(Some records)
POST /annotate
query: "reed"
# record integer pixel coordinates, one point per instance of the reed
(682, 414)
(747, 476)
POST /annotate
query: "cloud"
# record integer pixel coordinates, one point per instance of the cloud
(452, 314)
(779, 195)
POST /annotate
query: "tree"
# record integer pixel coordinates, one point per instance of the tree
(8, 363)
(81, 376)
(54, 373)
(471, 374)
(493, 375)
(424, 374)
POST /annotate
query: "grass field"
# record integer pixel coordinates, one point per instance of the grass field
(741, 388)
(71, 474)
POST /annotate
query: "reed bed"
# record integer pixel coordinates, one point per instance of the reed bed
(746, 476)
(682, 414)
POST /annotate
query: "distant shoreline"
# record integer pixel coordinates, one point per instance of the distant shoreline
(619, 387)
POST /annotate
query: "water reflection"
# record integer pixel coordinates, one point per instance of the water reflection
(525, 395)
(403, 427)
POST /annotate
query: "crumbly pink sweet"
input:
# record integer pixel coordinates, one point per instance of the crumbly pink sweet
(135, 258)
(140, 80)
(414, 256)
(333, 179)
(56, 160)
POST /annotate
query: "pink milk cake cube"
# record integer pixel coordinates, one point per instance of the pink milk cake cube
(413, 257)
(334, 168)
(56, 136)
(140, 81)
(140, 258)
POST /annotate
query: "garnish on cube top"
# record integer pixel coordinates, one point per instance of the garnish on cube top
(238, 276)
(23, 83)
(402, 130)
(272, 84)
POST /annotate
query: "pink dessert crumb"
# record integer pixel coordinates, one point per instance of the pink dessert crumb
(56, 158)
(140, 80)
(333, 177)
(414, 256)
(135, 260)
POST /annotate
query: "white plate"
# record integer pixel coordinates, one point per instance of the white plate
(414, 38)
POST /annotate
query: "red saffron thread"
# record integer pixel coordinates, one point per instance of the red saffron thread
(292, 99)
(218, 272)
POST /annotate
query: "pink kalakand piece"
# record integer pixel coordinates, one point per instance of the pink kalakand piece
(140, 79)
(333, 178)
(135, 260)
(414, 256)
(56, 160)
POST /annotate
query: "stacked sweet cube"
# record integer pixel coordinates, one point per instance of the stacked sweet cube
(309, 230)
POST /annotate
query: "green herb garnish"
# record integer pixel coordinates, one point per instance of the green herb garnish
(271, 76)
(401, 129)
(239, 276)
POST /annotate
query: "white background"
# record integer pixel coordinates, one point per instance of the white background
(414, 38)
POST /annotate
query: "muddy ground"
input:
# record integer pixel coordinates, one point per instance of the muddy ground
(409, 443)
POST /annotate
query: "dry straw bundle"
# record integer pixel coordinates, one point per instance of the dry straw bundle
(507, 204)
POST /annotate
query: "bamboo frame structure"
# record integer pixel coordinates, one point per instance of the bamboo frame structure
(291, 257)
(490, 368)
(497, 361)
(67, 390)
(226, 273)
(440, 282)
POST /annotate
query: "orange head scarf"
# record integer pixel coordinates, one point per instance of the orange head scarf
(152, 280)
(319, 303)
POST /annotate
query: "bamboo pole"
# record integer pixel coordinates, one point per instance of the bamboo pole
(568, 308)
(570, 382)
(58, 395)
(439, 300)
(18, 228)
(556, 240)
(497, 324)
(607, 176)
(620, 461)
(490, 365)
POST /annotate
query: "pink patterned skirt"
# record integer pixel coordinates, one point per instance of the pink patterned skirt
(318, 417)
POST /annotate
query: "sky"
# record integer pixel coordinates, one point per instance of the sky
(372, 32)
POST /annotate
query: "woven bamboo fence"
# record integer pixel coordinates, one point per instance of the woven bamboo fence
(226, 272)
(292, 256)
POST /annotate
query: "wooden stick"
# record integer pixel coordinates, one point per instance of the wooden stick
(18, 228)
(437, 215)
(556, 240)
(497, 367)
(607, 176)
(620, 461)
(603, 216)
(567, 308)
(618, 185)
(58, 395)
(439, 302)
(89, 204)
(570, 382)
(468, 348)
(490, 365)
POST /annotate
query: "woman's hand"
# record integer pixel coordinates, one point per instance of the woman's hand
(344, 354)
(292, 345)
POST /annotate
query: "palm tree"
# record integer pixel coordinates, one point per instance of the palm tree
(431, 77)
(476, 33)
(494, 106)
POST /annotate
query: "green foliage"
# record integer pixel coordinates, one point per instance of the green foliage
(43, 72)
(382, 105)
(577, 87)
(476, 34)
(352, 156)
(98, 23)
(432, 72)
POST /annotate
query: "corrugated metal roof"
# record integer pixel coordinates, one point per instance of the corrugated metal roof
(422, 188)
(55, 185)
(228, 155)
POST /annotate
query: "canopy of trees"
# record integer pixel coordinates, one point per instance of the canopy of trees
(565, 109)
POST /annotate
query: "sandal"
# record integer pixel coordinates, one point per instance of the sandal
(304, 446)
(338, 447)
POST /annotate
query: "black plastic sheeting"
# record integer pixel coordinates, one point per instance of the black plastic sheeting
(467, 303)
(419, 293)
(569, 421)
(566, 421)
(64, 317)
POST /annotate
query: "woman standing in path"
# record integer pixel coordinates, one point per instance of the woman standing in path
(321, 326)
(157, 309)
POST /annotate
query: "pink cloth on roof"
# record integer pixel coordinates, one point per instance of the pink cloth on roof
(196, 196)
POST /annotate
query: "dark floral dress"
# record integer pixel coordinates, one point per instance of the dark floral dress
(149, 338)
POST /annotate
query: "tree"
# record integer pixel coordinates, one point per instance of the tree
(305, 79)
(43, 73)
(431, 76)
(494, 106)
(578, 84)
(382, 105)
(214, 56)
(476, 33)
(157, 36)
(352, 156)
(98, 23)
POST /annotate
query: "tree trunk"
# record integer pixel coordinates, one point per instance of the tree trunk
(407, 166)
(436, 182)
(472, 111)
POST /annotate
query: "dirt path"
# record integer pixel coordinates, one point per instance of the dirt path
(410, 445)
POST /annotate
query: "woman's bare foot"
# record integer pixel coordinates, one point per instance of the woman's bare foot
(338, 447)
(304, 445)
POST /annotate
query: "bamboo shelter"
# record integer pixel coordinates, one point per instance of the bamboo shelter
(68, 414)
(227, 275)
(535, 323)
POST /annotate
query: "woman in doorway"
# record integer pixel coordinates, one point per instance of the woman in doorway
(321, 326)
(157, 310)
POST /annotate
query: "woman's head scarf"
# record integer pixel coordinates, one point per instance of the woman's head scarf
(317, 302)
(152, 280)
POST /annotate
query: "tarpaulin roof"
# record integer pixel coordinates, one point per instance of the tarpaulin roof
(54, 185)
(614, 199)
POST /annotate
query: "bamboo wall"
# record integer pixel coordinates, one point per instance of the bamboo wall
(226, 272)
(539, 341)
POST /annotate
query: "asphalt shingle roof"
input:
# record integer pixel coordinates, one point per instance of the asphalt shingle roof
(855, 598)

What you need to do> Copy out the whole listing exactly.

Complete output>
POST /annotate
query: "reed"
# record integer pixel coordinates, one point per instance of the reed
(682, 414)
(747, 476)
POST /annotate
query: "cloud"
# record integer pixel coordinates, one point per instance of the cloud
(452, 314)
(779, 195)
POST /annotate
query: "tree"
# record integer pixel coordinates, one point per instance of the tree
(8, 363)
(81, 376)
(54, 373)
(471, 374)
(493, 375)
(424, 374)
POST /annotate
query: "grass field"
# record integer pixel coordinates, one point per instance of the grass field
(741, 388)
(71, 474)
POST /annotate
query: "reed bed"
# record integer pixel coordinates, one point per instance of the reed bed
(746, 476)
(682, 414)
POST /annotate
query: "distant shoreline"
# record integer pixel coordinates, one point per instance of the distant shoreline
(619, 387)
POST /annotate
query: "water reflection"
# record integer pixel coordinates, one point per instance of the water reflection
(525, 395)
(403, 427)
POST /annotate
query: "crumbly pink sweet"
input:
# record integer pixel coordinates, one point per instance of the crumbly pink sweet
(135, 258)
(140, 80)
(414, 256)
(333, 179)
(56, 160)
POST /annotate
query: "pink milk cake cube"
# record integer pixel coordinates, one point per instance of the pink milk cake cube
(413, 257)
(334, 168)
(56, 136)
(140, 81)
(140, 258)
POST /annotate
query: "garnish on cube top"
# record integer pixel coordinates, one point per instance of the garnish on cube top
(238, 276)
(23, 83)
(402, 130)
(272, 84)
POST /annotate
query: "pink dessert crumb"
# record integer pixel coordinates, one point per instance of the pink dessert crumb
(56, 158)
(140, 80)
(333, 177)
(414, 256)
(135, 260)
POST /annotate
query: "white plate"
# record integer pixel coordinates, one point per instance of the white plate
(414, 38)
POST /annotate
query: "red saffron thread"
# record integer pixel coordinates, one point per instance of the red saffron thread
(292, 99)
(218, 272)
POST /annotate
query: "pink kalakand piece"
# record integer pixel coordinates, one point per instance of the pink kalakand piece
(140, 79)
(333, 178)
(135, 260)
(414, 256)
(56, 160)
POST /annotate
query: "stacked sweet cube"
# record integer pixel coordinates, one point per instance of the stacked sweet cube
(309, 230)
POST /annotate
query: "green herb garnish"
# record integer pixel coordinates, one point per instance of the green herb garnish
(271, 76)
(401, 129)
(239, 276)
POST /annotate
query: "white background"
# record integer pixel coordinates, one point per instance of the white background
(414, 38)
POST /annotate
query: "muddy ground"
input:
# record integer pixel coordinates, one point per instance of the muddy ground
(409, 443)
POST /annotate
query: "dry straw bundle"
# record integer pixel coordinates, one point per instance of the dry straw bundle
(507, 204)
POST /annotate
query: "bamboo frame structure"
# record integer pixel coordinates, one point per instance of the bamboo frame structure
(291, 257)
(490, 368)
(497, 361)
(67, 390)
(226, 273)
(440, 282)
POST /annotate
query: "orange head scarf"
# record integer pixel coordinates, one point per instance of the orange head scarf
(152, 280)
(319, 303)
POST /annotate
query: "bamboo pole"
# record integer pixel coordinates, one point per instance of the bamboo pole
(568, 308)
(570, 382)
(58, 395)
(439, 300)
(18, 228)
(556, 240)
(497, 324)
(607, 176)
(620, 461)
(490, 365)
POST /annotate
query: "pink patterned skirt"
# record integer pixel coordinates, one point per instance of the pink patterned skirt
(318, 417)
POST /annotate
query: "sky"
# record integer pixel coordinates, one point per instance of the sky
(372, 32)
POST /annotate
query: "woven bamboo fence"
# record integer pixel coordinates, one point per instance of the woven bamboo fence
(226, 272)
(292, 256)
POST /annotate
query: "wooden stick"
# record integer pixel coordinates, one point per instance of the wooden stick
(18, 228)
(437, 215)
(556, 240)
(497, 367)
(607, 176)
(620, 461)
(603, 216)
(567, 308)
(618, 185)
(58, 395)
(439, 302)
(89, 204)
(570, 382)
(468, 348)
(490, 365)
POST /annotate
query: "woman's hand"
# record integer pixel coordinates, one point per instance of the woman's hand
(344, 354)
(292, 345)
POST /annotate
query: "palm tree"
# record integer pixel coordinates, one point per instance of the palm tree
(431, 77)
(476, 33)
(494, 106)
POST /annotate
query: "green foliage"
# record integer pixel coordinates, one point per instance of the green foliage
(43, 72)
(382, 105)
(577, 87)
(476, 34)
(352, 156)
(98, 23)
(432, 72)
POST /annotate
query: "corrugated metal roof"
# record integer pixel coordinates, one point per instance of the corrugated metal roof
(422, 188)
(55, 185)
(228, 155)
POST /annotate
query: "canopy of trees"
# record integer pixel coordinates, one point per instance of the canopy of trees
(565, 109)
POST /annotate
query: "sandal"
# record integer pixel coordinates, one point per instance of the sandal
(304, 446)
(338, 447)
POST /annotate
query: "black plastic sheeting"
# record integer pixel coordinates, one point per instance of the black plastic sheeting
(467, 303)
(419, 293)
(569, 421)
(566, 421)
(64, 317)
POST /annotate
query: "woman standing in path"
# record integer pixel coordinates, one point per instance of the woman standing in path
(321, 326)
(157, 309)
POST /annotate
query: "pink cloth on roof"
# record integer pixel coordinates, one point per instance of the pink cloth on roof
(196, 196)
POST /annotate
query: "dark floral dress"
# record integer pixel coordinates, one point per instance of the dark floral dress
(149, 338)
POST /annotate
query: "tree"
# record integer pixel coordinates, one point per instance of the tree
(305, 79)
(43, 73)
(431, 76)
(494, 106)
(578, 84)
(382, 105)
(214, 56)
(476, 33)
(157, 36)
(352, 156)
(98, 23)
POST /annotate
query: "tree trunk"
# record integer pixel coordinates, one point per instance of the tree trunk
(407, 166)
(436, 182)
(472, 111)
POST /annotate
query: "dirt path"
# record integer pixel coordinates, one point per instance of the dirt path
(410, 445)
POST /annotate
query: "woman's bare foot"
# record integer pixel coordinates, one point per instance of the woman's bare foot
(338, 447)
(304, 445)
POST /annotate
query: "bamboo shelter"
# record integer pixel coordinates, one point per instance of the bamboo shelter
(68, 414)
(227, 275)
(535, 323)
POST /annotate
query: "woman in doorway"
# record integer pixel coordinates, one point per instance of the woman in doorway
(321, 326)
(157, 310)
POST /annotate
query: "woman's head scarf"
# record integer pixel coordinates, one point per instance of the woman's head scarf
(317, 302)
(152, 280)
POST /annotate
query: "tarpaulin roof"
# record integer pixel coordinates, one point per instance of the tarpaulin roof
(54, 185)
(614, 199)
POST /annotate
query: "bamboo wall"
# record integer pixel coordinates, one point per instance of the bamboo wall
(226, 272)
(539, 341)
POST /annotate
query: "asphalt shingle roof"
input:
# record integer pixel coordinates, one point per instance of the asphalt shingle roof
(855, 598)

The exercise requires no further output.